- **Given text**:
┌──

A new network of scholars is working to change the narrative about Black children in research. Specifically, a group of researchers is working to promote and utilize a strengths-based approach in studies about Black children’s development, families, education, health, and well-being. Their work aims to promote the assets of Black children and their families and dismantle the education and health disparities experienced by Black children as a result of systemic racism and discrimination. The scholars in the Researchers Investigating Sociocultural Equity and Race (RISER) Network are committed to building this knowledge base to engage researchers and early care and education policymakers in the undoing of inequitable, racist systems and approaches in research, policy, and practice.

└──

- **Input material**:
┌──

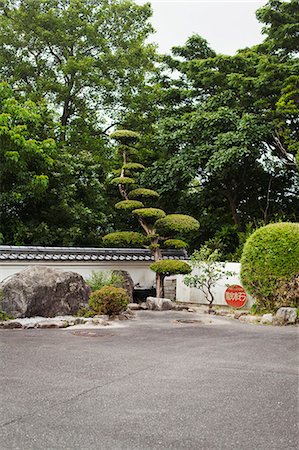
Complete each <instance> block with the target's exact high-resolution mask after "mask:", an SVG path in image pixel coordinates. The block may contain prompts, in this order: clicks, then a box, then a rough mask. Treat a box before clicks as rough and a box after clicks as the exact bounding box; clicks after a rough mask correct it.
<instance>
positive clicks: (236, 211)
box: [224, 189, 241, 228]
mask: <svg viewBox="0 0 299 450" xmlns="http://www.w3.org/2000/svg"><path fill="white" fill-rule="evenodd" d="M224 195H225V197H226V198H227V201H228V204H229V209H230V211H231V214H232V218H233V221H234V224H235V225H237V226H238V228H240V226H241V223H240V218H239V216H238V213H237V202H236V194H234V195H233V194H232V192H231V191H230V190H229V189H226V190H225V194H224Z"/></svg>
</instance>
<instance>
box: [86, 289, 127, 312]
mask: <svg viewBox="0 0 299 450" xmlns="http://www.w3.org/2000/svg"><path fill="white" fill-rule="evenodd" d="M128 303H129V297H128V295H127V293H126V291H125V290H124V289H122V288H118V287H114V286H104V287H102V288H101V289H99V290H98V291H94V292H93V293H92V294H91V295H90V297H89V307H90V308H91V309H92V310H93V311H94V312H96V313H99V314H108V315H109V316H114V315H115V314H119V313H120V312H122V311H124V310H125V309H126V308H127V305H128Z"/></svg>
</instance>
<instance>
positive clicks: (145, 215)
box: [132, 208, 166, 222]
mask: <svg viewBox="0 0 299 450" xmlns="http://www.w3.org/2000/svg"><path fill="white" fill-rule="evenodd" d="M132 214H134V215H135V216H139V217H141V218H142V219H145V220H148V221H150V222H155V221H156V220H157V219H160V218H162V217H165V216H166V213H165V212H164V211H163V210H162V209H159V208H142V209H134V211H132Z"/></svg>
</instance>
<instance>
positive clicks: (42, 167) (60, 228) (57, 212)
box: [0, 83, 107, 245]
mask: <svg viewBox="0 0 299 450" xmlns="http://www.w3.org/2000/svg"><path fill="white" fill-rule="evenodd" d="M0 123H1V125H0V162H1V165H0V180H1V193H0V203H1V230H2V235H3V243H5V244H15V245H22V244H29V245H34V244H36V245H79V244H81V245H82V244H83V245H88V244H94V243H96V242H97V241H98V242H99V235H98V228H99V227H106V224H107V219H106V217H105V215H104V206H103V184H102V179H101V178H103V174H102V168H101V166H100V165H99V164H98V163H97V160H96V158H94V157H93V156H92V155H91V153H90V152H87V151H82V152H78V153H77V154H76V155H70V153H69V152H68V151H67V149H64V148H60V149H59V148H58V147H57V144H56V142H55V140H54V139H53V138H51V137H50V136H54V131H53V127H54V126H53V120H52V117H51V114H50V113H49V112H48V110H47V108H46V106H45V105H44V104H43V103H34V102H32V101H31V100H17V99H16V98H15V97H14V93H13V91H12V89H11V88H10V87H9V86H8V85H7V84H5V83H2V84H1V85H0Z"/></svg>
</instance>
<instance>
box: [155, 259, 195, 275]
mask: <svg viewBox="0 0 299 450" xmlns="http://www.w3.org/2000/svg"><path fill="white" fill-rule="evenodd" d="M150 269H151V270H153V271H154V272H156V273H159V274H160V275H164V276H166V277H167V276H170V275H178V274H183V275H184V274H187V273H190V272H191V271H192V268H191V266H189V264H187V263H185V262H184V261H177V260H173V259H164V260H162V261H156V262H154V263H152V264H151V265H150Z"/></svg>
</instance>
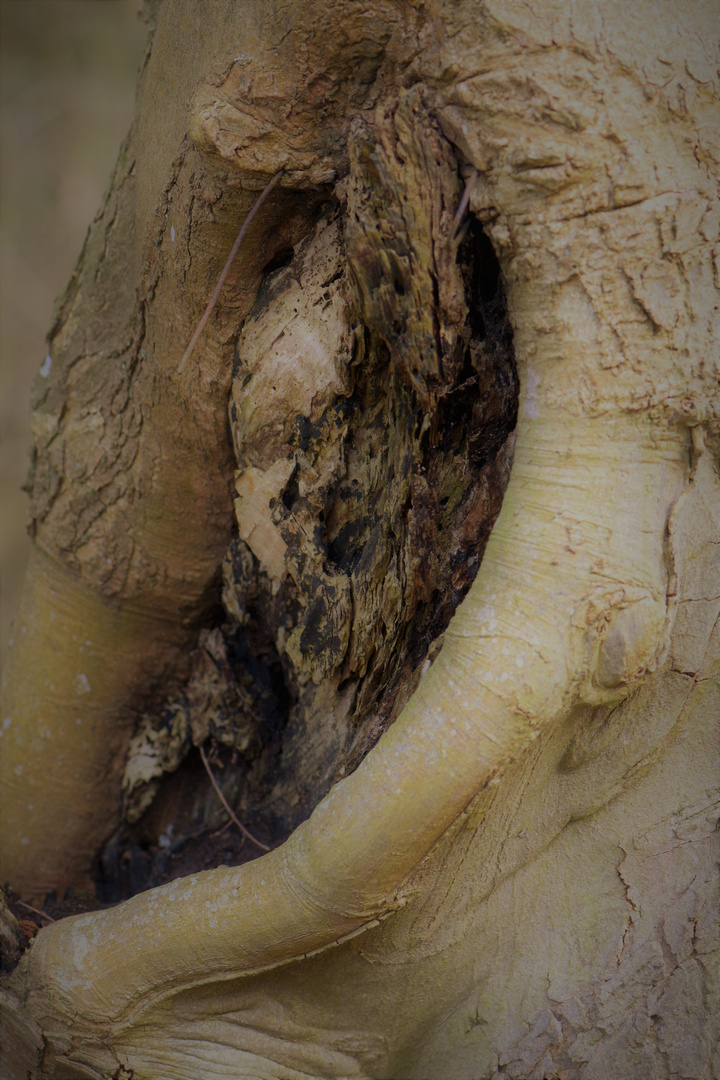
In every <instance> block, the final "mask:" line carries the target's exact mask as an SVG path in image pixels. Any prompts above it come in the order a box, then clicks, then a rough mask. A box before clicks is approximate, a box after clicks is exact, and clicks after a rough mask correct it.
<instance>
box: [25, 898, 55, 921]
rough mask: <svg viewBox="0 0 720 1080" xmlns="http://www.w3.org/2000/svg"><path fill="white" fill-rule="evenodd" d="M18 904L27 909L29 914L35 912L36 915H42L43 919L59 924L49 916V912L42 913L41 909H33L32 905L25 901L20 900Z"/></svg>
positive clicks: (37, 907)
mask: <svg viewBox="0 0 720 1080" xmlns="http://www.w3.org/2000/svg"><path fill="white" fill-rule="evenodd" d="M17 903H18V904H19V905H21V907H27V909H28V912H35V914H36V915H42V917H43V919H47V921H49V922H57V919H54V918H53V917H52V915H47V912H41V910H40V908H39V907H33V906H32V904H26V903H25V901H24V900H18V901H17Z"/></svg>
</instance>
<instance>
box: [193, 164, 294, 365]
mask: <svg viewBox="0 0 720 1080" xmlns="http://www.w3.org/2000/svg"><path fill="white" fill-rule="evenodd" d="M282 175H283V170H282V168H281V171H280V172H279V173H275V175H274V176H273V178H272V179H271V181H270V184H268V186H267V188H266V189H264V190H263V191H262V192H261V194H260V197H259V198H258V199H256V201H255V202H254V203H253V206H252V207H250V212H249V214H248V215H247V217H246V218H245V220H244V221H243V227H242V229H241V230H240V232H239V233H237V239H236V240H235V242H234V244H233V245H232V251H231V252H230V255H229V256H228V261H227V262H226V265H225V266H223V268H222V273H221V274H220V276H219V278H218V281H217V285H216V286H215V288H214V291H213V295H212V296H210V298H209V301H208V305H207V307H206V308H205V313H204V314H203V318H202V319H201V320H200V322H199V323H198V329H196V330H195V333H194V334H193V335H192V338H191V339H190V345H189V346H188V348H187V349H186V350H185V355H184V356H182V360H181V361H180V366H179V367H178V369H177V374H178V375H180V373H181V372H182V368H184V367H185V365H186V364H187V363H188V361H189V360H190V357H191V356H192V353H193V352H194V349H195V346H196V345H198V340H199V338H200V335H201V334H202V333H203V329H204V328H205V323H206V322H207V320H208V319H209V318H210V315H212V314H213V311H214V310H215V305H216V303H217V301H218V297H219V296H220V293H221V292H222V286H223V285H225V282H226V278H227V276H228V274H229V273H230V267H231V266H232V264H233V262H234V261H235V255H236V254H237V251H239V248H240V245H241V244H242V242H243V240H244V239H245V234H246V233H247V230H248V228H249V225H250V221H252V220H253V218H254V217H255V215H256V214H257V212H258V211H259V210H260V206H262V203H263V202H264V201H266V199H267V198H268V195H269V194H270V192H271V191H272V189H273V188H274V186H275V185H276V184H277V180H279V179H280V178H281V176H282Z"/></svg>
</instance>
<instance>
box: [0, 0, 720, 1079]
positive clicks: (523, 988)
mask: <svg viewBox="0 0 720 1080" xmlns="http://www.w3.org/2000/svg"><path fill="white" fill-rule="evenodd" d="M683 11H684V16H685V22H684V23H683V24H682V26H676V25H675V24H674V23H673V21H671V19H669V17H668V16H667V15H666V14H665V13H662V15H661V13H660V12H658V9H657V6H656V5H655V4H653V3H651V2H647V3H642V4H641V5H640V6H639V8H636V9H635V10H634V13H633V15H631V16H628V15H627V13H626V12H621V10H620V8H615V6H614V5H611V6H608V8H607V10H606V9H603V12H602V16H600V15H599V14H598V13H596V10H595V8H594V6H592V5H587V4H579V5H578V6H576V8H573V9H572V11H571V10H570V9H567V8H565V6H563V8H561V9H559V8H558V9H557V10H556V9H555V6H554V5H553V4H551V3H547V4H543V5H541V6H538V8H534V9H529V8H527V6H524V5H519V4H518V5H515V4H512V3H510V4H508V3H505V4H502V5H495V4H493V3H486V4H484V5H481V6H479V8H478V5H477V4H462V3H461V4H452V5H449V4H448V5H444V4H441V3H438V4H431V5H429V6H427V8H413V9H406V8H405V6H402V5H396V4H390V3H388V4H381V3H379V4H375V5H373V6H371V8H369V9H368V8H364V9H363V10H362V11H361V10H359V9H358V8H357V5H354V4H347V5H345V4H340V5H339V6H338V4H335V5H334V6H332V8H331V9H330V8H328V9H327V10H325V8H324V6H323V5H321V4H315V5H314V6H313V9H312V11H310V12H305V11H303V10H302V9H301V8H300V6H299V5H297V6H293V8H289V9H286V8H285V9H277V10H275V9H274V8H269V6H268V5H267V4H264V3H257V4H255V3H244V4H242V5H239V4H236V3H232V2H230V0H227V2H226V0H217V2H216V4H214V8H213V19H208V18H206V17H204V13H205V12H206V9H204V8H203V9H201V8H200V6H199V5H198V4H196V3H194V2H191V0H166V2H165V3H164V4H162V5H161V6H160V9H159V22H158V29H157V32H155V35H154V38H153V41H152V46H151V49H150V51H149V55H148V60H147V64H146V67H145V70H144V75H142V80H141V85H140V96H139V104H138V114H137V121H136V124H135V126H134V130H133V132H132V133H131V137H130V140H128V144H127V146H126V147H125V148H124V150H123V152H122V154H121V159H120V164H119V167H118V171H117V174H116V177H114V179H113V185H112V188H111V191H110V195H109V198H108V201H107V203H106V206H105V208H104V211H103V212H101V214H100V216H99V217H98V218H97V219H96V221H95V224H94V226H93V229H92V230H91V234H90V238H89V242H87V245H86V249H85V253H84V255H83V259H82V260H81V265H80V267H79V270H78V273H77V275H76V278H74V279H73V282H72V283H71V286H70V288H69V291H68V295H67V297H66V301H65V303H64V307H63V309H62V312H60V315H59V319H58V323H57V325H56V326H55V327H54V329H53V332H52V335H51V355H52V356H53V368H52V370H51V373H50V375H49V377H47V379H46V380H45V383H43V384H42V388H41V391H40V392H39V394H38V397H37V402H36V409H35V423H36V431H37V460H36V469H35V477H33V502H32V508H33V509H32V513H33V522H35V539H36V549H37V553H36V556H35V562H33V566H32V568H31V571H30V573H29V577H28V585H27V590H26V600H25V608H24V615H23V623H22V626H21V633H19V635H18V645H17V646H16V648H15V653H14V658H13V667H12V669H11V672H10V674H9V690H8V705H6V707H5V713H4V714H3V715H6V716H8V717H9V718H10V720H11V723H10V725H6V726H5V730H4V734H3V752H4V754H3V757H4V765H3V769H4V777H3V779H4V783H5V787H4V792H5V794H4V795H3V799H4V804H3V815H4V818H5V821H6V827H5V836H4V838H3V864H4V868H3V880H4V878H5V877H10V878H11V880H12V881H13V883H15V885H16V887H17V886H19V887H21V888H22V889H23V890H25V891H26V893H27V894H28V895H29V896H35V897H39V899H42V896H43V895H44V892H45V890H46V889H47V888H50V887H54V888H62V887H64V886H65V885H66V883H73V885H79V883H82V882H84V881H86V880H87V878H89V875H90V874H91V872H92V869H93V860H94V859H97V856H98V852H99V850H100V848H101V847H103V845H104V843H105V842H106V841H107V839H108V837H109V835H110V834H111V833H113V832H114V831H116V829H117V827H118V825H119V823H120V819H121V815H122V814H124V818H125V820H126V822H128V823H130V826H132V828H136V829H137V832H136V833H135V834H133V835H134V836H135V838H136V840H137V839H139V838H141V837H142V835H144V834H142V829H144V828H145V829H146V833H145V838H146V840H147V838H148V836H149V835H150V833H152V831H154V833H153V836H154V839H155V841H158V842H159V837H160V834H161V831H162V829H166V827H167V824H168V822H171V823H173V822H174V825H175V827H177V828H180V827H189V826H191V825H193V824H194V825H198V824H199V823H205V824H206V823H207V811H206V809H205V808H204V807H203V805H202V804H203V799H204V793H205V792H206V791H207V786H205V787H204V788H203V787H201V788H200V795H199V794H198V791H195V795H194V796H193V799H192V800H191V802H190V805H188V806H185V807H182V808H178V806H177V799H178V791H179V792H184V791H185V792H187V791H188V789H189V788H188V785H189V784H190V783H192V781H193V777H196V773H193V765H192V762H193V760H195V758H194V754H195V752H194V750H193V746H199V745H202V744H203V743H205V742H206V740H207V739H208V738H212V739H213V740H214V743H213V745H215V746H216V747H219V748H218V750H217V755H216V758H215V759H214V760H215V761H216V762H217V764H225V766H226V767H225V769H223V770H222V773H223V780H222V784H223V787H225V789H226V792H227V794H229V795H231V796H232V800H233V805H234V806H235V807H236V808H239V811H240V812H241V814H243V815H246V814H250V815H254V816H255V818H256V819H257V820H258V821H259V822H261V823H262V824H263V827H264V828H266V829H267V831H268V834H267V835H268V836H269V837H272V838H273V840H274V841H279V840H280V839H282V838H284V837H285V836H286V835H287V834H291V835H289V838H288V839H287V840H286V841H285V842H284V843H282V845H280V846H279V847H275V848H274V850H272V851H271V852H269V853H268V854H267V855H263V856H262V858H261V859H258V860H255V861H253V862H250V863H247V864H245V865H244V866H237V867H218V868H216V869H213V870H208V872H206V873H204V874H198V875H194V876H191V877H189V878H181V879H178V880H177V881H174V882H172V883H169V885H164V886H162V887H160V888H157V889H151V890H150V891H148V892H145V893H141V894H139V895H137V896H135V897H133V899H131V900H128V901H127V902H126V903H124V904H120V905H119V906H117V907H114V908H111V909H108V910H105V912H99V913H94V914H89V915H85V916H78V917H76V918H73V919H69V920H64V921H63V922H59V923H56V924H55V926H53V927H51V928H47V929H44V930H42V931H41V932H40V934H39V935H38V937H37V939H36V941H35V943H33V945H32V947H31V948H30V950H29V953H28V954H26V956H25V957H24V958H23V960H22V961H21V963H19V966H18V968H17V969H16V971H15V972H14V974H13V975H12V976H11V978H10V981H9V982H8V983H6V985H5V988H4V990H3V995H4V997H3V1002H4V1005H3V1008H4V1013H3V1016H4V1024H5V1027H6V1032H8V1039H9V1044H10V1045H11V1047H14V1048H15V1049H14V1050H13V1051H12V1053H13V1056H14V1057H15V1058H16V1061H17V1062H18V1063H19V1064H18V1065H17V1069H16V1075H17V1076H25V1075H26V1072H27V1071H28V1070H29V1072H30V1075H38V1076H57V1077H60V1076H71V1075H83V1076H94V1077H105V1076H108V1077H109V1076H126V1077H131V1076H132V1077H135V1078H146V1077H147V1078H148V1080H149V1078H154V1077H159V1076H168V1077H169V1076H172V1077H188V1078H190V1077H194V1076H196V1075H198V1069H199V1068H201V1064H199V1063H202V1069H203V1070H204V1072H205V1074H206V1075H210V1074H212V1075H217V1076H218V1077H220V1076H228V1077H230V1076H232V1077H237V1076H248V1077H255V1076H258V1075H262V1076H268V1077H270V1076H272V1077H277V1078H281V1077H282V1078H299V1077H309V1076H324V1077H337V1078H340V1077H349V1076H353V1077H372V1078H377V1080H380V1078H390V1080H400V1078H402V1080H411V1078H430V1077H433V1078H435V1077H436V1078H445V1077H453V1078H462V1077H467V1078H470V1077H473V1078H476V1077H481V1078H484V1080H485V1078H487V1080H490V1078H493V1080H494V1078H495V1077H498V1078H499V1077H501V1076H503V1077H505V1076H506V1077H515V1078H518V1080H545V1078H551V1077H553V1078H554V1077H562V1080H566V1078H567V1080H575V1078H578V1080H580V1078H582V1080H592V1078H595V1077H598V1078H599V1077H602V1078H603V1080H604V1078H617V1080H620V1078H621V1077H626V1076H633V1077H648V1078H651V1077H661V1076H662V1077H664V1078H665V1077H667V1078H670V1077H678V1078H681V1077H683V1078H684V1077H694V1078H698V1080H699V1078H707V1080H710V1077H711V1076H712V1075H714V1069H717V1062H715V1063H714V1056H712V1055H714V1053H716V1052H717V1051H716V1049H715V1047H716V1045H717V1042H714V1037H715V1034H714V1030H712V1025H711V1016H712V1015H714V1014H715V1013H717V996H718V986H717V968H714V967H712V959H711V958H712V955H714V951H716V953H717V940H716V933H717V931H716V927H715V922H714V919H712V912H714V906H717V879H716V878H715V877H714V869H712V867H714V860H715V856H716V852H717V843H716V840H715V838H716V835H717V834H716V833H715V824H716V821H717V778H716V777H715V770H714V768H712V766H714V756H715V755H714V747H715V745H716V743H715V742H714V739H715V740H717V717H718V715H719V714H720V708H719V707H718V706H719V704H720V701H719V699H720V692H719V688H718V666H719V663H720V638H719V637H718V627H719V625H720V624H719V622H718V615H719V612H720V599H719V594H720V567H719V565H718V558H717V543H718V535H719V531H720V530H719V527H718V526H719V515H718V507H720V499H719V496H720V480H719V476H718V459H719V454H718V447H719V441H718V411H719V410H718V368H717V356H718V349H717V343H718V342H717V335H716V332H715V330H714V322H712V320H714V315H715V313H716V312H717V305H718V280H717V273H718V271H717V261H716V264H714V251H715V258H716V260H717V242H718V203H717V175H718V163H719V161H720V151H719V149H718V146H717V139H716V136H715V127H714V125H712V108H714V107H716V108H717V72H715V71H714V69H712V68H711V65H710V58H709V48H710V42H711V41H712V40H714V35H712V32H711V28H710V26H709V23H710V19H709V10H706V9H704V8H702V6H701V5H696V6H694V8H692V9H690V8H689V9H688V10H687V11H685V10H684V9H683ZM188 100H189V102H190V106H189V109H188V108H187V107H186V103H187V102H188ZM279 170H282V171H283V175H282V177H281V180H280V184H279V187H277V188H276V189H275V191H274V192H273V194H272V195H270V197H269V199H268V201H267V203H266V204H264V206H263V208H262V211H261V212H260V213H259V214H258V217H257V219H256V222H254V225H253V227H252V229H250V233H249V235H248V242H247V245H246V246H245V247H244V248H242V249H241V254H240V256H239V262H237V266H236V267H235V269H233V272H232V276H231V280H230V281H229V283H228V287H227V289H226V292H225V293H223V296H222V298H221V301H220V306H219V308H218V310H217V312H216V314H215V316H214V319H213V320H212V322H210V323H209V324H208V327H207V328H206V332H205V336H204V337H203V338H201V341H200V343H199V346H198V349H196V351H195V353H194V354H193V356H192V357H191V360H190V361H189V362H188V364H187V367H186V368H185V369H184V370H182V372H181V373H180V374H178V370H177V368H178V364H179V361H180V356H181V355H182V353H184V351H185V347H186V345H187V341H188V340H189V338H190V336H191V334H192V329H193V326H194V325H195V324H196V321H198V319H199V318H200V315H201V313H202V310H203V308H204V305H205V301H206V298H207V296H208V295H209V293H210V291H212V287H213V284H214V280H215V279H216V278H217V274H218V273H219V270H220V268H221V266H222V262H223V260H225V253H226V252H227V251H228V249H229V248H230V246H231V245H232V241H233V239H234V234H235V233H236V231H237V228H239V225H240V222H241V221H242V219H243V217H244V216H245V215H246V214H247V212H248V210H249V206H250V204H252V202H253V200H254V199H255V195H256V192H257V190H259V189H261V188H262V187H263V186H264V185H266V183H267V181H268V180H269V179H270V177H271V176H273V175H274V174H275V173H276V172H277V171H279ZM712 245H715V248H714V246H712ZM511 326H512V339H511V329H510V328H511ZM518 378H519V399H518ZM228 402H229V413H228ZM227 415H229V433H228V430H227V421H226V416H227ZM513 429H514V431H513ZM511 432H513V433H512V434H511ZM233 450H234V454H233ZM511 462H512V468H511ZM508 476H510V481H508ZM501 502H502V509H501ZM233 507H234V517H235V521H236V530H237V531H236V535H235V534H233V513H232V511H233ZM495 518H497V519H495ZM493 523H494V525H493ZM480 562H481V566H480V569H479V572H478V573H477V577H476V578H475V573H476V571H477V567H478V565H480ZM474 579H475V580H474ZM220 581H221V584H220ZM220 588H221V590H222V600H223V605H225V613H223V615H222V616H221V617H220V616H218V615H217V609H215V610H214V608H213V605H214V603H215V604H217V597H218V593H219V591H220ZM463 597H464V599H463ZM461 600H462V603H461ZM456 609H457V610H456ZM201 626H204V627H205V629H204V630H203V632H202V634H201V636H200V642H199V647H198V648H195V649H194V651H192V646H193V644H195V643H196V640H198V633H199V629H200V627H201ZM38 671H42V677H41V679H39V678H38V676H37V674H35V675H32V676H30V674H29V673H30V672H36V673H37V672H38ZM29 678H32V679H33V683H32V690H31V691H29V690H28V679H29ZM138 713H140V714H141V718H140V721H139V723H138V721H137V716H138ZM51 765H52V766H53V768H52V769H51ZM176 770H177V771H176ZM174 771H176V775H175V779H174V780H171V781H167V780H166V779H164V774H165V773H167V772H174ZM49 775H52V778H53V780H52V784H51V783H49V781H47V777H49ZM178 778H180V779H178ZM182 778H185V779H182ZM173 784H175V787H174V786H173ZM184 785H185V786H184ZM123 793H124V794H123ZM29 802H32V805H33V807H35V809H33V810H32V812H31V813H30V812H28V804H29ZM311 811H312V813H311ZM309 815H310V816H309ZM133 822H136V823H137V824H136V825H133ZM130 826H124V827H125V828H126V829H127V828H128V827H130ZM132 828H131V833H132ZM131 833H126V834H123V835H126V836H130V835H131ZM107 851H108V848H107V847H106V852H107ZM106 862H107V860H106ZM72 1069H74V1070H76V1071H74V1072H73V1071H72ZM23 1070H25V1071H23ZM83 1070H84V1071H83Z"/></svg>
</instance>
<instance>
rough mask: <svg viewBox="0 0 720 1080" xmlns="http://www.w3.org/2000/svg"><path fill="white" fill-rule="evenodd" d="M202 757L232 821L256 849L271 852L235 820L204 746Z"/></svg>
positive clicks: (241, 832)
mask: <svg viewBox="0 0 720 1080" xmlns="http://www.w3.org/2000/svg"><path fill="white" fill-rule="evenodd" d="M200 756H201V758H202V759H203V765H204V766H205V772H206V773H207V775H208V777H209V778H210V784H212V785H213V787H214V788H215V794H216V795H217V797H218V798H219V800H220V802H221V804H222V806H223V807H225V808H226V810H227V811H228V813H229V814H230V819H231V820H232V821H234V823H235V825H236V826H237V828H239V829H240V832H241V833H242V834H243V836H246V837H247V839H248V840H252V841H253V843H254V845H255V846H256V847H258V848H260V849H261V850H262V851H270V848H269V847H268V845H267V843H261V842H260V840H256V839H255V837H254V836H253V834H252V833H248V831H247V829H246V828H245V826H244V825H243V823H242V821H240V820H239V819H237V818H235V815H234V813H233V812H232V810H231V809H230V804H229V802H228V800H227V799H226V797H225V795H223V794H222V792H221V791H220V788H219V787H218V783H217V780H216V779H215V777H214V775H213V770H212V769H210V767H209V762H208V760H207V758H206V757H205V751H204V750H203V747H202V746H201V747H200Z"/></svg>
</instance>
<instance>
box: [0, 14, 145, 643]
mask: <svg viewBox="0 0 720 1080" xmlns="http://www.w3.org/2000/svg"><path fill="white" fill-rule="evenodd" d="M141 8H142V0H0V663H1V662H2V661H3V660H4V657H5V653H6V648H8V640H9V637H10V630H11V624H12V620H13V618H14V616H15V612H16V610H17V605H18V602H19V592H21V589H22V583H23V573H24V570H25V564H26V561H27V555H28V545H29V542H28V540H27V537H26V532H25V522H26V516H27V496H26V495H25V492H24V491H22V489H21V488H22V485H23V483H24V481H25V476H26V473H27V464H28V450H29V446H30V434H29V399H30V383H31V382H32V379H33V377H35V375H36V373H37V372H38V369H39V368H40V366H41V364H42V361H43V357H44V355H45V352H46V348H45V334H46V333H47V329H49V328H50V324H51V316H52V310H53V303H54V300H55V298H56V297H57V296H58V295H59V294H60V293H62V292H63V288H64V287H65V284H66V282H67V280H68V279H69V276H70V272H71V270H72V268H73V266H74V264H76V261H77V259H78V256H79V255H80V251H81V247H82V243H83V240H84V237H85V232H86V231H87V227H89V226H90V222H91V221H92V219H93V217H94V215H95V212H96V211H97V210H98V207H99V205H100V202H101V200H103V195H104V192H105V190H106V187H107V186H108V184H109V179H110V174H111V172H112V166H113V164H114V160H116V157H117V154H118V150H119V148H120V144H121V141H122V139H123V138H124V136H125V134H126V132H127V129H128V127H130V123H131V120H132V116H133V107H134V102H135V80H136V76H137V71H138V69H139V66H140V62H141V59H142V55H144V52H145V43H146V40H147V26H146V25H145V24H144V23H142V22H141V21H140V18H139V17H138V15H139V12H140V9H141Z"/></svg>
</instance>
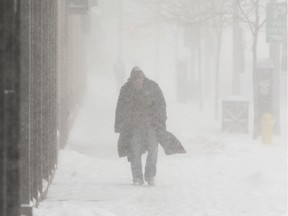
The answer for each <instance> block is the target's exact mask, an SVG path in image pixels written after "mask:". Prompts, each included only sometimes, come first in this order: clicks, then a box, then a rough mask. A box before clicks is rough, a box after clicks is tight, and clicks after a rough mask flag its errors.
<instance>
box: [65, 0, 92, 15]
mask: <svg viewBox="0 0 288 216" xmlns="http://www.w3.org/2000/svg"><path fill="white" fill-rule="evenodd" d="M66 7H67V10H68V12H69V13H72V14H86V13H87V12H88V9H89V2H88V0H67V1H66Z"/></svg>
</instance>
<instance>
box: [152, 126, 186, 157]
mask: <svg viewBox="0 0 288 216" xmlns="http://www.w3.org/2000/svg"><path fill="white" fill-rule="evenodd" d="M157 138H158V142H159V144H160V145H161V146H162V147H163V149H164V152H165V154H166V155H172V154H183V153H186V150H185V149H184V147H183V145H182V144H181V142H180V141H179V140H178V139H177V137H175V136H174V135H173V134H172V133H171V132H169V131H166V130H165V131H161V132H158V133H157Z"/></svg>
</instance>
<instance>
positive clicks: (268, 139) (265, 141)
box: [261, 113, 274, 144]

└──

- **Directions**:
1. Lay out the rows as a Markdown table with the columns "Number" and "Line", starting from the beginning of the rows and ending with the line that contains "box: [86, 289, 127, 312]". Include both ends, skip blank lines and leave out the pictures.
2. Proceed with the passage on the strengths-based research network for Black children, starting right after its final sentence.

- **Expected results**:
1.
| Number | Line |
|---|---|
| 1 | Complete each <instance> block with the target's exact high-resolution mask after "mask:", an SVG path in image pixel coordinates. The block may contain prompts, in this order: clicks, then a box, then a rough mask. Treat a box before clicks as rough and a box after clicks as the exact bounding box; clicks after a rough mask correct it. |
| 2 | <instance> |
| 3 | positive clicks: (236, 211) |
| 4 | box: [224, 189, 241, 228] |
| 5 | mask: <svg viewBox="0 0 299 450" xmlns="http://www.w3.org/2000/svg"><path fill="white" fill-rule="evenodd" d="M224 195H225V197H226V198H227V201H228V204H229V209H230V211H231V214H232V218H233V221H234V224H235V225H237V226H238V228H240V226H241V223H240V218H239V216H238V213H237V202H236V194H234V195H233V194H232V192H231V191H230V190H229V189H226V190H225V194H224Z"/></svg> |
| 6 | </instance> |
| 7 | <instance> |
| 8 | box: [86, 289, 127, 312] |

2.
In 2019, the Foundation for Child Development awarded a grant to the HighScope Educational Research Foundation to establish a small collaborative network of Black mid-career researchers. This funding afforded co-founders Dr. Iheoma Iruka at UNC-Chapel Hill and Dr. Stephanie Curenton at Boston University the opportunity to develop and officially launch the RISER Network. It also allowed them to imagine the true potential of RISER, share in thought leadership, and expand the network to include a diverse set of scholars dedicated to researching the well-being of Black children.
“I was grateful for the CEED [Center on the Ecology of Early Development] grant from the Foundation because that small CEED grant was enough to make us a thing,” said Dr. Curenton. “That allowed us to create an identity. I was able to go and leverage that identity to other funders. And now people are really interested in this.”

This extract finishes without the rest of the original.